Job
Show each line of the listing below that contains the string "tarmac". Case counts.

Object point labels
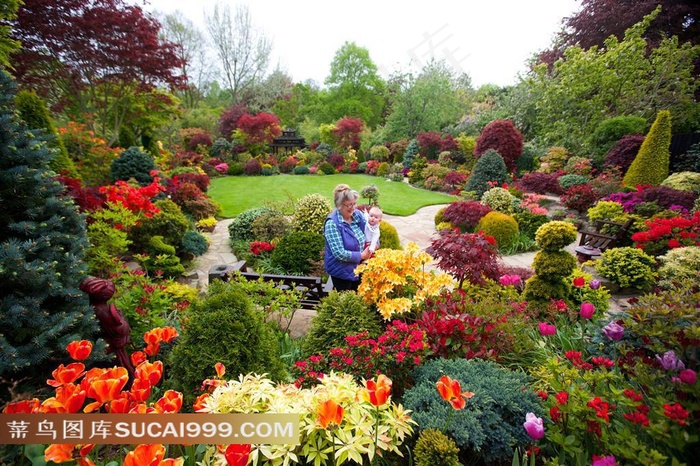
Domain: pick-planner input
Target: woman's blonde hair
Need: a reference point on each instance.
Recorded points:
(343, 193)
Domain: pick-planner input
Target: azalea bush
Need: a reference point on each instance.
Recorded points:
(341, 420)
(397, 280)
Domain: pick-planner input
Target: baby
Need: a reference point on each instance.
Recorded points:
(372, 217)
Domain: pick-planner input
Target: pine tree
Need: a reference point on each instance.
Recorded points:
(652, 162)
(42, 246)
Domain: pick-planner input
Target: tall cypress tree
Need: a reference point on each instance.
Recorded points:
(42, 246)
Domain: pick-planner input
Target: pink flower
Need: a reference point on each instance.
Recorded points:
(587, 310)
(534, 426)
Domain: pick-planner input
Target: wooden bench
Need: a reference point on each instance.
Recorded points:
(593, 242)
(313, 289)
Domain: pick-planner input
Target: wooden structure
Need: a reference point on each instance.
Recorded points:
(288, 141)
(593, 242)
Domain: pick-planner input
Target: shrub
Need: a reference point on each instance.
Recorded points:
(223, 327)
(133, 163)
(627, 267)
(194, 243)
(489, 169)
(652, 162)
(310, 213)
(500, 199)
(624, 151)
(683, 181)
(579, 197)
(241, 227)
(504, 138)
(338, 316)
(491, 425)
(502, 227)
(433, 447)
(541, 183)
(567, 181)
(465, 214)
(296, 253)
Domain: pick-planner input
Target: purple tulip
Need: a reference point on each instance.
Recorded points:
(587, 310)
(670, 362)
(534, 426)
(547, 329)
(614, 331)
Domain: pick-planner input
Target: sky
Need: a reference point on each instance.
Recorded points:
(490, 40)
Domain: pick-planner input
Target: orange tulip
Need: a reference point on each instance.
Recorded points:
(171, 402)
(330, 412)
(66, 374)
(377, 392)
(145, 455)
(237, 454)
(451, 391)
(152, 372)
(106, 387)
(79, 350)
(22, 407)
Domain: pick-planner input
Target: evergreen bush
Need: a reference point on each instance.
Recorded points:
(310, 213)
(491, 425)
(223, 327)
(503, 227)
(297, 252)
(651, 164)
(133, 163)
(339, 315)
(42, 250)
(489, 170)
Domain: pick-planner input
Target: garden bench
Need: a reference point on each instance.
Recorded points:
(313, 289)
(593, 243)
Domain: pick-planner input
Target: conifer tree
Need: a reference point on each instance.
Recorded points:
(42, 246)
(652, 162)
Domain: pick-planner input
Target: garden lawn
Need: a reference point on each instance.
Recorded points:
(238, 193)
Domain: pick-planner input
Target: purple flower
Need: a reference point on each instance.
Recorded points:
(614, 331)
(547, 329)
(670, 362)
(534, 426)
(587, 310)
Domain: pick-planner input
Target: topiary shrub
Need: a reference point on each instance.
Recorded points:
(241, 227)
(170, 223)
(683, 181)
(491, 425)
(338, 316)
(500, 199)
(652, 162)
(433, 447)
(223, 327)
(489, 169)
(310, 213)
(133, 163)
(627, 267)
(297, 252)
(503, 227)
(388, 236)
(567, 181)
(193, 243)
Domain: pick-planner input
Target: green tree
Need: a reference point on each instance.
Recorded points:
(355, 87)
(41, 254)
(651, 164)
(426, 103)
(589, 86)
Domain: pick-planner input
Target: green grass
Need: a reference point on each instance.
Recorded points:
(238, 193)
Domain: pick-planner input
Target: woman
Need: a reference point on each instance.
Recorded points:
(345, 239)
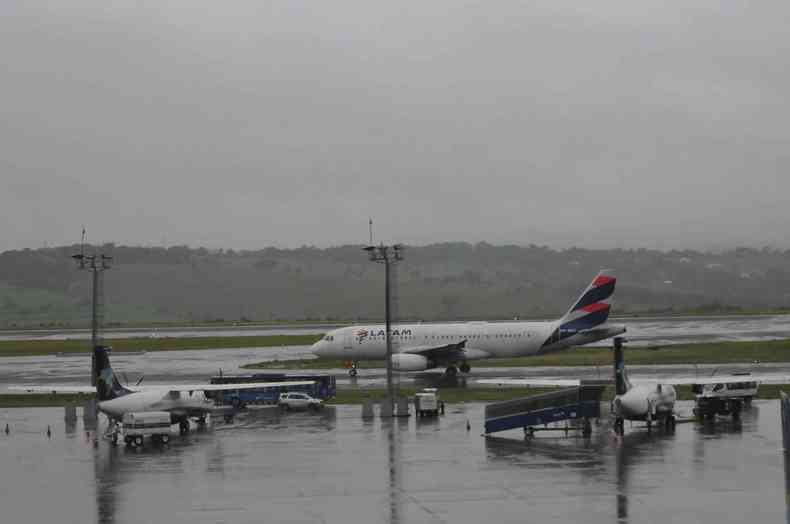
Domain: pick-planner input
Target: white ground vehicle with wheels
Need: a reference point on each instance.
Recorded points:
(153, 424)
(290, 401)
(427, 402)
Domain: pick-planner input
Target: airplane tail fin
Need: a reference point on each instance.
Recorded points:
(621, 382)
(107, 385)
(593, 306)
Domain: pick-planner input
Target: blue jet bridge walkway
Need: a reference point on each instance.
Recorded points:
(581, 402)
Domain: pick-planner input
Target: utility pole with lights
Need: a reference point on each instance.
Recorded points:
(389, 256)
(97, 264)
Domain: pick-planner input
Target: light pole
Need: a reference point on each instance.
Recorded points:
(96, 264)
(387, 255)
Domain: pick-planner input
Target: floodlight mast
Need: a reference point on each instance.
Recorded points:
(96, 264)
(387, 255)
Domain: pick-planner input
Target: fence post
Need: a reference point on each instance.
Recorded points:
(784, 402)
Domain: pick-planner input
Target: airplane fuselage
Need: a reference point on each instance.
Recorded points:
(180, 405)
(646, 401)
(482, 339)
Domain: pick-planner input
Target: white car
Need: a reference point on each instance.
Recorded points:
(299, 401)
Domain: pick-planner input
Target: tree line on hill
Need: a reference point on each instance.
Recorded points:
(451, 281)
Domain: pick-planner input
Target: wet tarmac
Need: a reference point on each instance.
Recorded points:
(173, 367)
(641, 330)
(198, 366)
(334, 467)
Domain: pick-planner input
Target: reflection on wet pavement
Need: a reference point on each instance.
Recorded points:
(334, 467)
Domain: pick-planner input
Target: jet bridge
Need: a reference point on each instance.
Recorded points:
(538, 412)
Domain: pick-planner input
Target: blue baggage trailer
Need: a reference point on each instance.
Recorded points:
(323, 387)
(581, 402)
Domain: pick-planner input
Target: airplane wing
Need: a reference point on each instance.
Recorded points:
(455, 351)
(54, 389)
(531, 382)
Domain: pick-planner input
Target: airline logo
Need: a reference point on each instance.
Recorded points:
(589, 311)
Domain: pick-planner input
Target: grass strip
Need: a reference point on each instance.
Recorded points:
(43, 400)
(9, 348)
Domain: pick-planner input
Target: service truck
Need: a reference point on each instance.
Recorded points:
(426, 402)
(153, 424)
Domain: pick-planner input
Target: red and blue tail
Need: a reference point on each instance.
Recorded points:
(592, 308)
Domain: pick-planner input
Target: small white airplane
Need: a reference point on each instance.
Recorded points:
(182, 401)
(417, 347)
(647, 400)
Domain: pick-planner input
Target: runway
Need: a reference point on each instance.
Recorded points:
(641, 330)
(198, 366)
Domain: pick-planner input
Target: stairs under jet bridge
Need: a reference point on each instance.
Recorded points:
(543, 412)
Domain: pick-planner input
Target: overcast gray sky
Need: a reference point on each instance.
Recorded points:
(244, 124)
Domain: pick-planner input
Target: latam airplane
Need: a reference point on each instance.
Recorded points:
(417, 347)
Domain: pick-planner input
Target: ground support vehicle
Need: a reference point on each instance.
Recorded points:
(153, 424)
(289, 401)
(427, 403)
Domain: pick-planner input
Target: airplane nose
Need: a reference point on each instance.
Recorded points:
(108, 408)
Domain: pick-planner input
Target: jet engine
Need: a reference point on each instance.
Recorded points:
(409, 362)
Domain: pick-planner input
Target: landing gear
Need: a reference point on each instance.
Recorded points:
(587, 428)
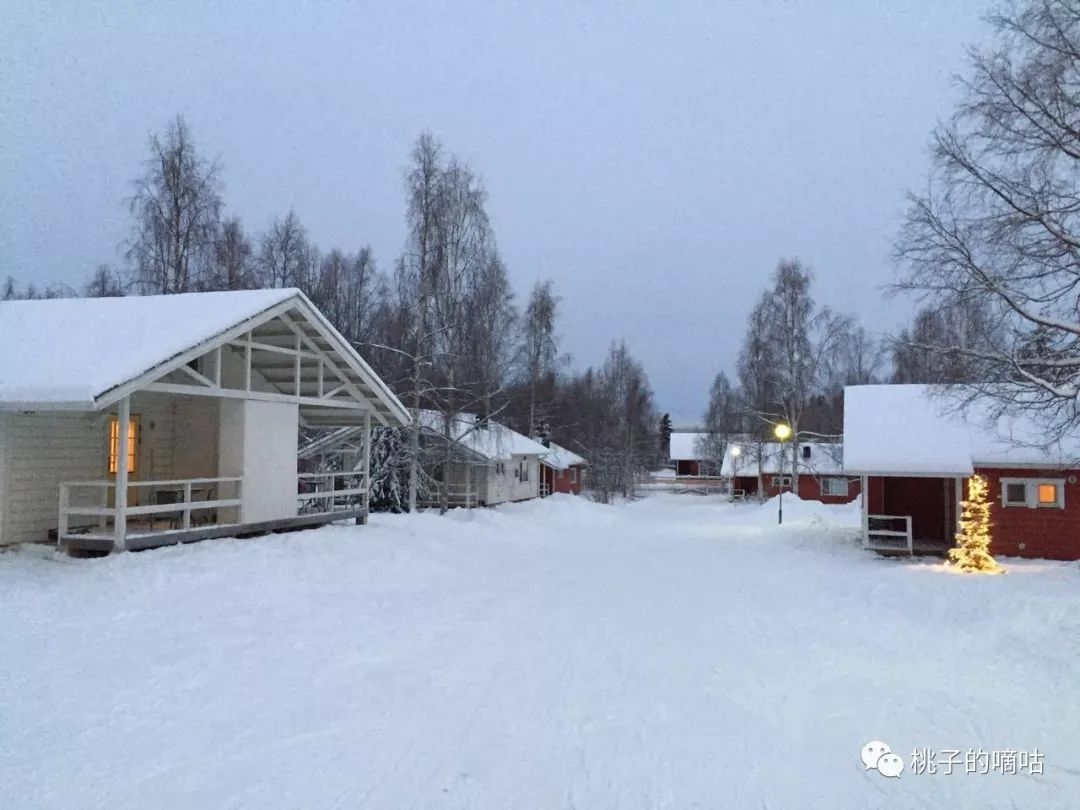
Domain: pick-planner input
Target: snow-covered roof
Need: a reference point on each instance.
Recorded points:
(917, 430)
(815, 458)
(72, 350)
(559, 458)
(687, 446)
(75, 353)
(494, 441)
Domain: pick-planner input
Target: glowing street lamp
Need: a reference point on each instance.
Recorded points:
(783, 432)
(736, 453)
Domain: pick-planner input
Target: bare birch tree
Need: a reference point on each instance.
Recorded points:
(175, 208)
(1000, 223)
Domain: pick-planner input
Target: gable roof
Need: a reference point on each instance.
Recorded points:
(559, 458)
(493, 442)
(917, 430)
(84, 353)
(824, 459)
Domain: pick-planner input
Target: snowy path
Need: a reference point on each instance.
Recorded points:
(667, 653)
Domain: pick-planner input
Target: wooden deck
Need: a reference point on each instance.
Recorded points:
(103, 542)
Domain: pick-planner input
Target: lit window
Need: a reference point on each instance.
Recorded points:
(836, 487)
(133, 432)
(1034, 493)
(1015, 495)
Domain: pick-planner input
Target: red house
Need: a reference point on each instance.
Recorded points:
(915, 453)
(819, 467)
(562, 471)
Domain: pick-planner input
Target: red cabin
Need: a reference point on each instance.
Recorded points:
(915, 453)
(562, 471)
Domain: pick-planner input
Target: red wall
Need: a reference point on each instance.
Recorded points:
(559, 480)
(1050, 534)
(809, 488)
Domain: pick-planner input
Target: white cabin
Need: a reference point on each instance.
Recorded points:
(142, 421)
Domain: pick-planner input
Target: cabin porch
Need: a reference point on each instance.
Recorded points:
(201, 468)
(910, 515)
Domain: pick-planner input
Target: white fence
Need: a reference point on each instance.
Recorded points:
(325, 493)
(889, 532)
(90, 505)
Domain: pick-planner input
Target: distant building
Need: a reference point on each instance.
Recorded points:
(821, 475)
(563, 471)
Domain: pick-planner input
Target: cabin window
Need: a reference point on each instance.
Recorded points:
(133, 436)
(836, 487)
(1033, 493)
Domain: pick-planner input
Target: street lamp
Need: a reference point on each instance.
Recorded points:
(736, 453)
(783, 432)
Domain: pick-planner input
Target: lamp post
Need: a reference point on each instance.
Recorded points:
(736, 453)
(783, 432)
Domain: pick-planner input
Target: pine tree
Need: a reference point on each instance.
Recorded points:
(972, 552)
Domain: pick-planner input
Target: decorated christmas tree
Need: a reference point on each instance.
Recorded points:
(972, 552)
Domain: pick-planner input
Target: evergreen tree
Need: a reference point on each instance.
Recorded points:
(972, 552)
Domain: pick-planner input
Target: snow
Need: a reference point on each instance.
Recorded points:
(69, 351)
(915, 429)
(686, 446)
(493, 442)
(559, 458)
(670, 652)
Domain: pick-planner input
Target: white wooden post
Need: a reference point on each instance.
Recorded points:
(187, 504)
(866, 511)
(120, 516)
(367, 461)
(62, 520)
(247, 363)
(296, 366)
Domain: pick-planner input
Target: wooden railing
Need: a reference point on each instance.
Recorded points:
(177, 499)
(457, 495)
(325, 493)
(889, 532)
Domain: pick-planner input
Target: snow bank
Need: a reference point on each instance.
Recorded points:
(670, 652)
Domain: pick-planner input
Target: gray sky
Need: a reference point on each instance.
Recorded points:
(655, 159)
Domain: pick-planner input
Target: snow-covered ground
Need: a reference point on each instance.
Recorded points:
(672, 652)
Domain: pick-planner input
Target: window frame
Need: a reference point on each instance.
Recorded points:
(840, 483)
(1031, 486)
(134, 444)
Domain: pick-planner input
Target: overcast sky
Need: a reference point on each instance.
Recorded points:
(655, 160)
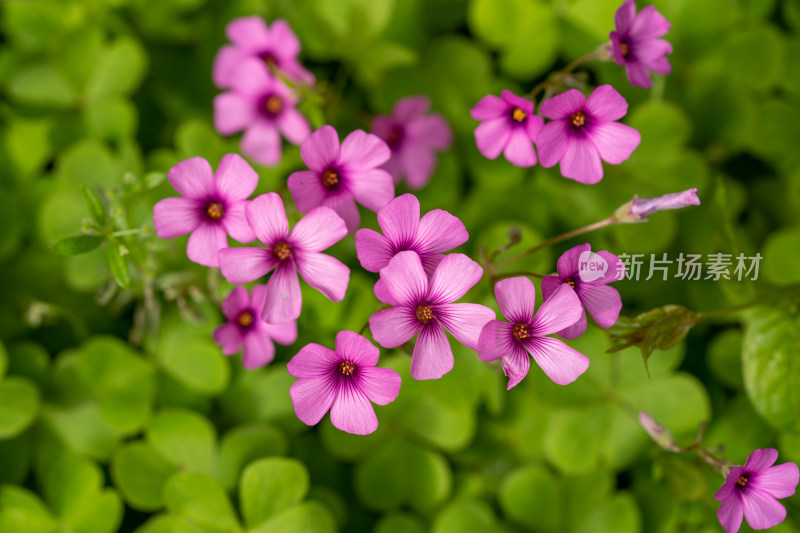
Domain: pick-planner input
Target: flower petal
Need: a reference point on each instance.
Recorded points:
(205, 242)
(516, 298)
(193, 178)
(561, 363)
(432, 357)
(173, 217)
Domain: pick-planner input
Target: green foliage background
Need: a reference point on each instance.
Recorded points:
(165, 434)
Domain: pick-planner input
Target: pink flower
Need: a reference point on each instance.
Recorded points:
(263, 106)
(437, 232)
(425, 307)
(288, 253)
(245, 327)
(583, 132)
(340, 177)
(344, 381)
(752, 490)
(635, 43)
(212, 206)
(509, 126)
(414, 137)
(589, 275)
(525, 333)
(252, 38)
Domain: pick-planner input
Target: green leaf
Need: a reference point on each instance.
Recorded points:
(269, 486)
(79, 244)
(119, 265)
(771, 366)
(19, 404)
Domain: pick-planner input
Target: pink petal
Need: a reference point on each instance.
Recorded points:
(258, 350)
(602, 302)
(284, 300)
(243, 265)
(313, 361)
(235, 222)
(307, 190)
(325, 273)
(228, 336)
(363, 151)
(318, 230)
(465, 321)
(432, 357)
(235, 179)
(519, 150)
(350, 346)
(730, 514)
(380, 385)
(372, 188)
(352, 412)
(516, 298)
(405, 279)
(373, 250)
(563, 105)
(559, 311)
(267, 218)
(615, 142)
(489, 107)
(492, 136)
(399, 219)
(496, 341)
(561, 363)
(321, 149)
(205, 242)
(232, 112)
(581, 162)
(293, 126)
(312, 398)
(392, 327)
(454, 276)
(606, 104)
(173, 217)
(193, 178)
(262, 142)
(761, 510)
(551, 143)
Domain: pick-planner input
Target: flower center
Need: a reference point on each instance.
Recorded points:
(245, 319)
(520, 331)
(347, 368)
(330, 179)
(214, 211)
(424, 313)
(282, 250)
(578, 119)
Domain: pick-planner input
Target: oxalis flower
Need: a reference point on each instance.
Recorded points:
(508, 126)
(246, 328)
(263, 107)
(752, 490)
(343, 381)
(340, 177)
(425, 307)
(212, 206)
(251, 37)
(288, 253)
(588, 274)
(432, 235)
(583, 132)
(525, 332)
(635, 43)
(414, 136)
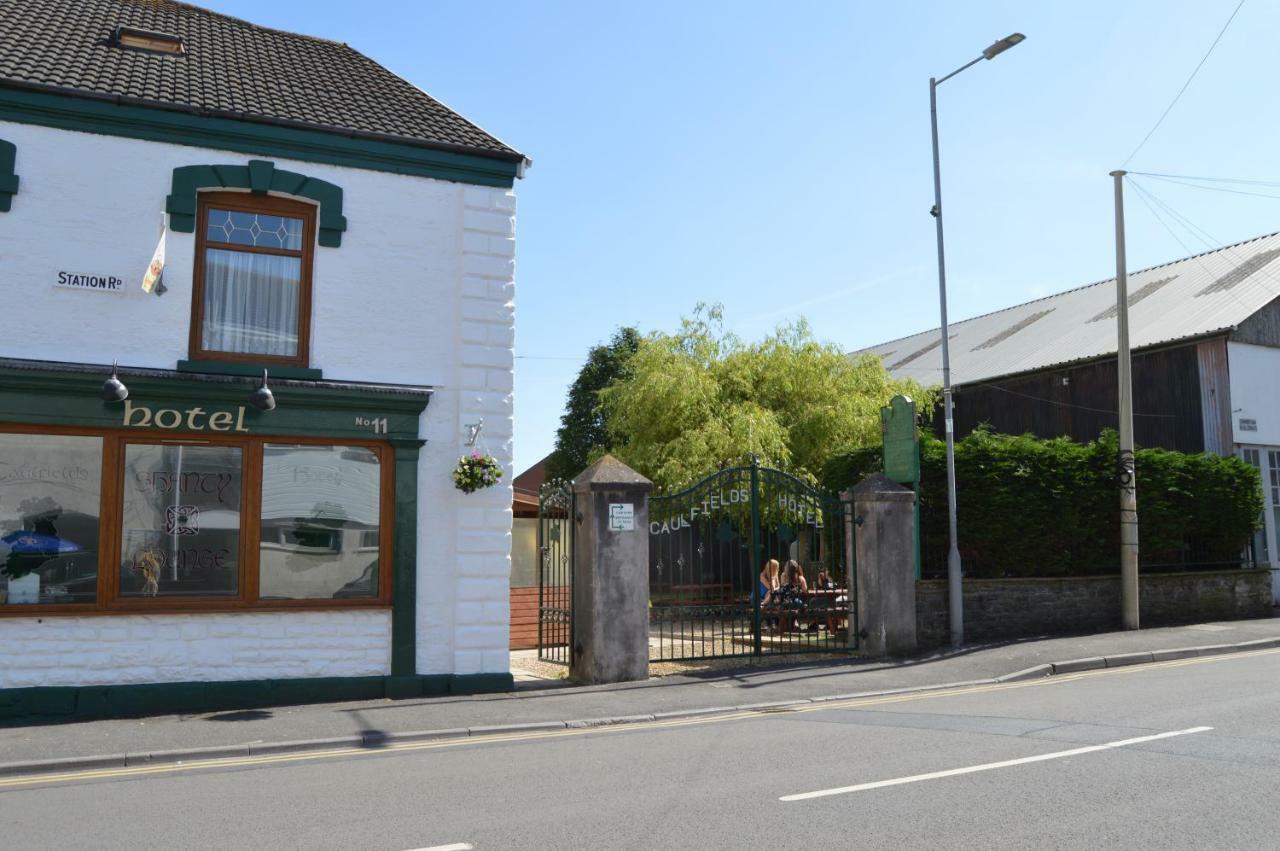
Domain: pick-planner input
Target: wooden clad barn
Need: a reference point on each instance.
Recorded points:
(1206, 353)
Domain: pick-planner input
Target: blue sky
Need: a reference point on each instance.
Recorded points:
(775, 158)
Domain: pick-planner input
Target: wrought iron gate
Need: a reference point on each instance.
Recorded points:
(708, 547)
(556, 572)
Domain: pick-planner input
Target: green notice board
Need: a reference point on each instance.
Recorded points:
(901, 440)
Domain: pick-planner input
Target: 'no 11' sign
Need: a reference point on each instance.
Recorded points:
(901, 443)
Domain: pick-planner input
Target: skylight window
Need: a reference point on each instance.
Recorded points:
(1248, 268)
(150, 41)
(1110, 312)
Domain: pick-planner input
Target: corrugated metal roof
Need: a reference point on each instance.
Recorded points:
(1182, 300)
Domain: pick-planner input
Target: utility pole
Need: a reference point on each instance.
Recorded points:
(1124, 462)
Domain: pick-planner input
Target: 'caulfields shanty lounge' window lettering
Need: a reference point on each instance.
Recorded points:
(181, 527)
(140, 416)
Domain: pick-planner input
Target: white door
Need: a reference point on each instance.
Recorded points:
(1266, 461)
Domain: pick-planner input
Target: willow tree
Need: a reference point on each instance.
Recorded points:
(700, 399)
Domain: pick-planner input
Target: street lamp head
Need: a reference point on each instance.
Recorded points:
(1002, 45)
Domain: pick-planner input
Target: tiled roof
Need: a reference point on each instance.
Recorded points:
(1193, 297)
(231, 68)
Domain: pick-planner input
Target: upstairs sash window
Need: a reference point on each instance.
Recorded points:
(252, 292)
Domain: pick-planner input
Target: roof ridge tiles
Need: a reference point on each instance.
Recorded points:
(232, 68)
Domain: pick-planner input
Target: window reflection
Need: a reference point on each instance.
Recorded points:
(320, 522)
(49, 518)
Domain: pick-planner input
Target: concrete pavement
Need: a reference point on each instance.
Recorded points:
(1170, 755)
(375, 723)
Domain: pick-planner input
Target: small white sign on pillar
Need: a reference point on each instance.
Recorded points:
(622, 517)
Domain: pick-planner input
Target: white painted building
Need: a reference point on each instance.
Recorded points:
(321, 220)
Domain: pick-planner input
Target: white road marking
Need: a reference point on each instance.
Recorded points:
(987, 767)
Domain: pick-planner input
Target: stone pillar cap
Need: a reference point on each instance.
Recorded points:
(881, 488)
(611, 474)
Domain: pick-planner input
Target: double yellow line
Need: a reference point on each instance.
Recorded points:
(274, 759)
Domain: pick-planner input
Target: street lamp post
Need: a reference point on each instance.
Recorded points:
(954, 590)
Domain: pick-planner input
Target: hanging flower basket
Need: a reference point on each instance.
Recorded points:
(476, 471)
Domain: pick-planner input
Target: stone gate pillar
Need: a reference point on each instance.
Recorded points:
(611, 573)
(885, 517)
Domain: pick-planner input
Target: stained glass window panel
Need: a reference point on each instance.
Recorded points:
(257, 229)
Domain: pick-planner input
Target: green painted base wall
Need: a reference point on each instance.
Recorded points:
(65, 703)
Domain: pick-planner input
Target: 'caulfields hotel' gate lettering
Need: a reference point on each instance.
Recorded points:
(798, 508)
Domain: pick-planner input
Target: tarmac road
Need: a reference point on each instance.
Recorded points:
(1191, 759)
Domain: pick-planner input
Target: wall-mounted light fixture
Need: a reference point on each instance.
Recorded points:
(474, 430)
(113, 388)
(263, 398)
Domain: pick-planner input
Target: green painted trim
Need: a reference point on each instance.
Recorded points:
(259, 177)
(154, 124)
(42, 703)
(405, 561)
(481, 683)
(54, 397)
(227, 367)
(8, 175)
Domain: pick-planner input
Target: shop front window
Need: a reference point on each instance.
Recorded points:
(319, 525)
(181, 521)
(50, 497)
(124, 521)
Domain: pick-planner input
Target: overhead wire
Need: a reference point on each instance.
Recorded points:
(1180, 91)
(1192, 177)
(1210, 188)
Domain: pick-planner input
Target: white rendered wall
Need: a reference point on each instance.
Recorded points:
(177, 648)
(1255, 392)
(420, 292)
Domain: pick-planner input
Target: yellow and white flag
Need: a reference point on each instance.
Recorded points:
(156, 269)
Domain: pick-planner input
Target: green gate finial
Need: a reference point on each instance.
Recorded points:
(901, 440)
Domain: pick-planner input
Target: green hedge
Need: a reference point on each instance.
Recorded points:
(1031, 507)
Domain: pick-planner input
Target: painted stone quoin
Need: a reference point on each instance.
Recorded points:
(245, 463)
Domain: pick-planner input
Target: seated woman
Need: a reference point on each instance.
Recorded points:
(769, 589)
(794, 579)
(794, 591)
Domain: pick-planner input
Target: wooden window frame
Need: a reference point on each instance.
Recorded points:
(112, 515)
(269, 205)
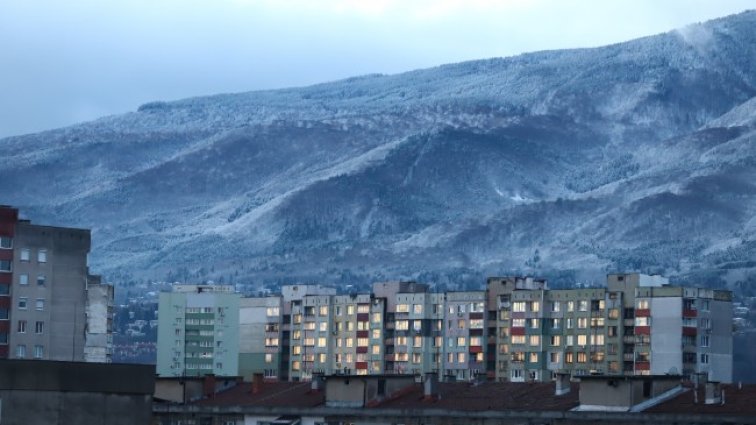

Output for this task
Target: wet tarmac
Target: tarmac road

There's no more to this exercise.